EXERCISE DESCRIPTION - Lines holding the word "tower" are the ones to copy from the data below.

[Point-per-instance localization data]
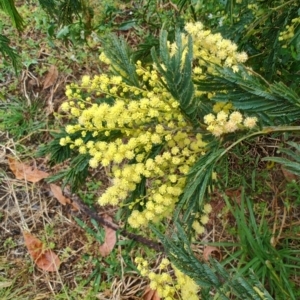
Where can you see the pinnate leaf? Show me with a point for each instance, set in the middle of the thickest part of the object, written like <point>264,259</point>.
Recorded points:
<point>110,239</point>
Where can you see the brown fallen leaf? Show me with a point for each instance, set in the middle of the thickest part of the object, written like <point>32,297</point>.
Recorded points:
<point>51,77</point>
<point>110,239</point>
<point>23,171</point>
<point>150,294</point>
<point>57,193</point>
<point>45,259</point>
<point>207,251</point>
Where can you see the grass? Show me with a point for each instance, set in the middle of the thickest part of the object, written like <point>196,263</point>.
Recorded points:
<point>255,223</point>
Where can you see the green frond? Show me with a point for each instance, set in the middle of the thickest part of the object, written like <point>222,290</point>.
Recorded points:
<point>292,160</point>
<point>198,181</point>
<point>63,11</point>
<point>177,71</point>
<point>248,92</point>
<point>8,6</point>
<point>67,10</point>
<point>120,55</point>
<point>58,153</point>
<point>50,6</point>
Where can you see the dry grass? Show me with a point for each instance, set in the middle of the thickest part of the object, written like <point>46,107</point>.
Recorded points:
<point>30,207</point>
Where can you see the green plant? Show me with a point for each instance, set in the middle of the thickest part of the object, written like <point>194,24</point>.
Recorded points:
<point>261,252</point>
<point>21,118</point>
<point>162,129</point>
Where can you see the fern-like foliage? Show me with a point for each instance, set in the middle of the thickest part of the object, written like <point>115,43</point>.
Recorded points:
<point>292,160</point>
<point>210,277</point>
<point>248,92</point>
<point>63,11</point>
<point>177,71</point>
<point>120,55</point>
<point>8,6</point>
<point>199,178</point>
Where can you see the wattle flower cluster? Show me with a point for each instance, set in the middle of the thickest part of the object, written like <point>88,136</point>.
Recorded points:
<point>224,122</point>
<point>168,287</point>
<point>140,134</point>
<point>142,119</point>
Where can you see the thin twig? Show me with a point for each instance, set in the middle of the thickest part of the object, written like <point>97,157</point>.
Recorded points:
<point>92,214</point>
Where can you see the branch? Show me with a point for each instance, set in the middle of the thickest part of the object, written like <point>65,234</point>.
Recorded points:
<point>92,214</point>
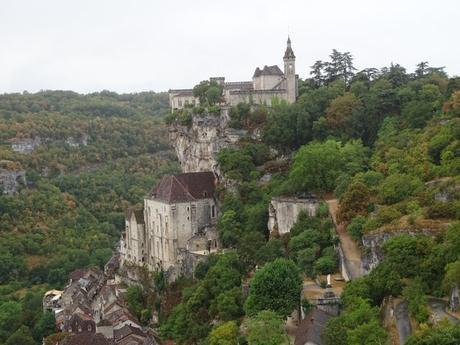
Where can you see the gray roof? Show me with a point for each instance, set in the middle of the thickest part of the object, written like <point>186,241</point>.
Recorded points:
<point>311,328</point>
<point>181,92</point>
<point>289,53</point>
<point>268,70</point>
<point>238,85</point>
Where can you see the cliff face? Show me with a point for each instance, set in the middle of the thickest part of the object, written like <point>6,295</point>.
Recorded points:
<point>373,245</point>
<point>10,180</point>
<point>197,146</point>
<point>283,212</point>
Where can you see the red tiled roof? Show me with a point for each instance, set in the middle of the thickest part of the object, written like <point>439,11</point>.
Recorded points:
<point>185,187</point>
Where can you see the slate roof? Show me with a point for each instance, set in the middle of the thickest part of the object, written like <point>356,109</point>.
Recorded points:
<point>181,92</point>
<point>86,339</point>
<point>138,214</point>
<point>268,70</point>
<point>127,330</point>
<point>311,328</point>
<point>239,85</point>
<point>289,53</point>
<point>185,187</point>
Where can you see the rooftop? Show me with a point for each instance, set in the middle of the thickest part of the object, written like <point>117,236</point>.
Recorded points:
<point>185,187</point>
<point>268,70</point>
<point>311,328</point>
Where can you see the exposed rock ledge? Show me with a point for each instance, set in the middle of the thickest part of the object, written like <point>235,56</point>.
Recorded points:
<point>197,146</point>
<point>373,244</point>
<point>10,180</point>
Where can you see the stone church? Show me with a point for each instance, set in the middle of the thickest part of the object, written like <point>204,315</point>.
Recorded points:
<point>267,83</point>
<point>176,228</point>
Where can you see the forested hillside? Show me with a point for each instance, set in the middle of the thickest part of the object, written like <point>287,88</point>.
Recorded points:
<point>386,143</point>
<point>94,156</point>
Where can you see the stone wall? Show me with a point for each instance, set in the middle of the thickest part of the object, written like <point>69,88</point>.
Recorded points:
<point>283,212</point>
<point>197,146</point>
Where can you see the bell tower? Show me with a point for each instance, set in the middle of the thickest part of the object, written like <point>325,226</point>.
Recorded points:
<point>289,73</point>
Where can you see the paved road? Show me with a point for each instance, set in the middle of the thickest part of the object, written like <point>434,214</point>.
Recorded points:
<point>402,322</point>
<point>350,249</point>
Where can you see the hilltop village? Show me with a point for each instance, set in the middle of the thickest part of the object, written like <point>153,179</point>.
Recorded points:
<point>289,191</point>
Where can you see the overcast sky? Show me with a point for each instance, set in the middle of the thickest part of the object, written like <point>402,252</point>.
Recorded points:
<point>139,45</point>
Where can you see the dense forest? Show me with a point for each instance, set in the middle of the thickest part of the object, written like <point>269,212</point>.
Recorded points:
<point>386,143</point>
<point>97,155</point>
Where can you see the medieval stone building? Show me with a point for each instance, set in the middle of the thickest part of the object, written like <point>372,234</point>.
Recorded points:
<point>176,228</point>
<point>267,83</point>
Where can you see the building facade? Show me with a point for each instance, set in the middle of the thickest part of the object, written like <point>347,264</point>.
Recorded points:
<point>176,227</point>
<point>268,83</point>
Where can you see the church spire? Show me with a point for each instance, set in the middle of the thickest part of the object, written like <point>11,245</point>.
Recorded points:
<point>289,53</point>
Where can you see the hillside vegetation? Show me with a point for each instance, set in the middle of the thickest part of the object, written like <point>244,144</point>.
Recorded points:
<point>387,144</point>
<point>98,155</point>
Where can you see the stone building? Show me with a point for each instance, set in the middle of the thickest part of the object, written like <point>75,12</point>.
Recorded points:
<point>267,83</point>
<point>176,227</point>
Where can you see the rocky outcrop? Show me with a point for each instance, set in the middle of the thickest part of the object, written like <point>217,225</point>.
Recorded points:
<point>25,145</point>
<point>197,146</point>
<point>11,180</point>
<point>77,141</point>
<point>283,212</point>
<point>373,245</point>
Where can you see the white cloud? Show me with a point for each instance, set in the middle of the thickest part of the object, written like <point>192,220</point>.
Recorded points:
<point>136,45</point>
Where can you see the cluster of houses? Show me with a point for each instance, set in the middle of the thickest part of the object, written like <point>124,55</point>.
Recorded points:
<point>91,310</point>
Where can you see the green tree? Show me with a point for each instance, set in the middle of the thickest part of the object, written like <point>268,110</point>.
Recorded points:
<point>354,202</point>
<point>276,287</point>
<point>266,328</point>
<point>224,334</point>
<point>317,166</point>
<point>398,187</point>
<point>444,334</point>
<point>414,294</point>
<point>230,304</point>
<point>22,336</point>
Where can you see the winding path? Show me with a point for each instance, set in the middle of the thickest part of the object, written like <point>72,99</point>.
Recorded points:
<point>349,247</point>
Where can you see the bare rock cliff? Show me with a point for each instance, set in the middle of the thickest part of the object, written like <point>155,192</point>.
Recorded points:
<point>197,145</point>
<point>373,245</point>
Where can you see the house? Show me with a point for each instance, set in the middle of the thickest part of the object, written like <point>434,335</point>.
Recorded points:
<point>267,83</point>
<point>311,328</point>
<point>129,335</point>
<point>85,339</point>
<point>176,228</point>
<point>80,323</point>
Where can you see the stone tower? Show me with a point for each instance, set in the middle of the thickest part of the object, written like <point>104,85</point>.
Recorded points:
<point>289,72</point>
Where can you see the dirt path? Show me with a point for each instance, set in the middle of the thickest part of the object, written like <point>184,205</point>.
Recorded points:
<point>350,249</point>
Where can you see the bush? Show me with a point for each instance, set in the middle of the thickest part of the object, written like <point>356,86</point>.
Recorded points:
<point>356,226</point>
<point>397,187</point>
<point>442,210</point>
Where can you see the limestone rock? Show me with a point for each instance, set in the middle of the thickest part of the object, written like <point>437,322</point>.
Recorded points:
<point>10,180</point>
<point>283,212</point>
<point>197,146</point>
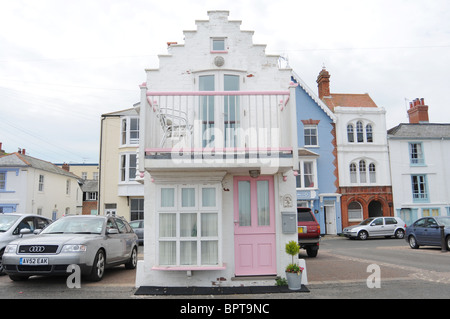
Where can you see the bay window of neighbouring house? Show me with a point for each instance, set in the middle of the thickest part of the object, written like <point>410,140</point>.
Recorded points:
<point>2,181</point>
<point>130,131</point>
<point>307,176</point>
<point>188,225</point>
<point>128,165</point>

RESPONSE AREA -
Where can you see the bell tower? Show me with a point for each instance, set in the middle of the thickest part of the object, written like <point>325,226</point>.
Where can you see the stone tower? Show me with a point for each instance, set in the middle of the thickest part of the object, written like <point>104,85</point>.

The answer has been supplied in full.